# Given task:
Can you edit the records from the line holding "In this exercise you will mark the child's hand" through the end, inclusive, so that "setting one point" reads "placing one point" and nothing else changes? Leave the pictures out of your answer.

[Stored entries]
++++++
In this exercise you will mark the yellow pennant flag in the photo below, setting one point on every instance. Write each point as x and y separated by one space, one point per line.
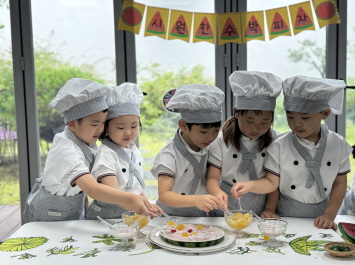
253 26
278 22
204 27
131 16
229 28
326 12
301 17
180 25
156 23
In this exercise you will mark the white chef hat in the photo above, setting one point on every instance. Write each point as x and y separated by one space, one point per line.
79 98
255 90
310 95
124 99
198 103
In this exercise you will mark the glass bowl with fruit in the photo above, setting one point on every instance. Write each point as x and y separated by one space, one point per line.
239 219
130 217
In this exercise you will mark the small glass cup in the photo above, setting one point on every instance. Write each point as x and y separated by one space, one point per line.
129 218
124 232
272 228
239 220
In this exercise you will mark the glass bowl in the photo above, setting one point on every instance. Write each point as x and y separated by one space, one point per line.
239 220
129 217
272 227
124 232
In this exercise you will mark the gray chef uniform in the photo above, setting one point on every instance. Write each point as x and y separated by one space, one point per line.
55 196
253 91
197 104
307 171
126 163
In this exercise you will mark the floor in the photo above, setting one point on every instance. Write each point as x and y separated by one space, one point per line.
10 220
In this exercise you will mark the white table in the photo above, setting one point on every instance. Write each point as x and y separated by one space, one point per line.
83 232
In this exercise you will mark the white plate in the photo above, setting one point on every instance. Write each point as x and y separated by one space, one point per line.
229 239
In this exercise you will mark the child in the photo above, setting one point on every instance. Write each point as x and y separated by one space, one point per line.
180 166
118 163
309 163
238 154
66 176
348 205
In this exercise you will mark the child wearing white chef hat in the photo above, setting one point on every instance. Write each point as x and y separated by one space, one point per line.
239 152
310 162
348 205
180 166
66 176
119 163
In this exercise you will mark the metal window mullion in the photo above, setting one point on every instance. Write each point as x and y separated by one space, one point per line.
336 62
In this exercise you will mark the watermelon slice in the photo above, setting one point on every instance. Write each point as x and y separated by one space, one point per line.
325 10
302 20
180 28
131 16
156 25
229 31
253 29
204 30
279 25
348 231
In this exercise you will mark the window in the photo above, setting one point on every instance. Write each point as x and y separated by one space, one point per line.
282 56
163 65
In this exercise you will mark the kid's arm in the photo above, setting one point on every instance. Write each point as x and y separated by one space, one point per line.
337 194
167 196
213 187
97 191
260 186
271 205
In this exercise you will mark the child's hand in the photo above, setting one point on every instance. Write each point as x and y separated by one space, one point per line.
240 188
207 202
156 209
326 222
140 204
269 214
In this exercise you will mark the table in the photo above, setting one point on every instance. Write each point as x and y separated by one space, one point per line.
77 237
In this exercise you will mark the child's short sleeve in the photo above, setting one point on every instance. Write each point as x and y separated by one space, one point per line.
215 153
165 162
105 163
272 161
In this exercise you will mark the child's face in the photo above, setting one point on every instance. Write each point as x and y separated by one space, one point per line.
197 137
306 125
252 125
123 130
89 128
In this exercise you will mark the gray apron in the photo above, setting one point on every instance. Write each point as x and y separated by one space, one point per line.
108 210
199 174
41 205
290 207
348 205
249 201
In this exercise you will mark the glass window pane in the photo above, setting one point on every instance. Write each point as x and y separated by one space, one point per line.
9 170
163 65
71 39
287 56
350 92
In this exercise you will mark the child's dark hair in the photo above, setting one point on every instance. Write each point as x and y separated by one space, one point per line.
104 134
79 120
205 125
232 133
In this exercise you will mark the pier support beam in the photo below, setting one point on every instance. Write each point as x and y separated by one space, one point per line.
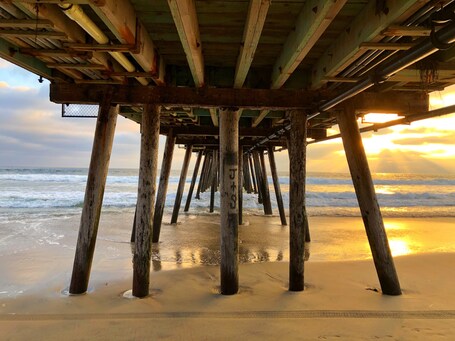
++++++
# Answer to this task:
In this exercise you will mark the child's hand in the photo above, placing one point on every instance. Write each point as x and y separated by one space, one point per line.
240 188
207 202
156 209
326 222
140 204
269 214
In this exercise you will mark the table in the photo above, placing one point on every instance. Write each point as x and y separated by one space, one point per line.
77 237
In this exercise you will mark the child's short sleeve in the photo above, placing one point on every instance. Write each point as x and y separated by one space, one point per line.
215 153
165 162
105 163
272 161
In this exercise you will mark the child's face in the photo above, placing one point on every instance. Write each point as x and y separated by one space, one point per line.
197 137
306 125
252 125
123 130
89 128
In this exercise you will mark the gray apron in the photo above, placing one point on every instance. Write each point as x and y separated by one space, one point per line.
108 210
199 174
41 205
290 207
348 205
249 201
In this exercise you will mark the glass window pane in the photo above, placing one point on every instance. Write each point as x and y separated by one space, one point per line.
9 170
163 65
71 39
287 56
350 92
In this exercise you will mark the child's dark hair in the photo above, placing one point on every instance. Write each point as x and y separated by one space, one point per line.
104 134
79 120
205 125
232 133
In this exercise you will mark the pier support beam in the photo below, placing one point on every instance. Write each point as x and y separated by one space, one point per line.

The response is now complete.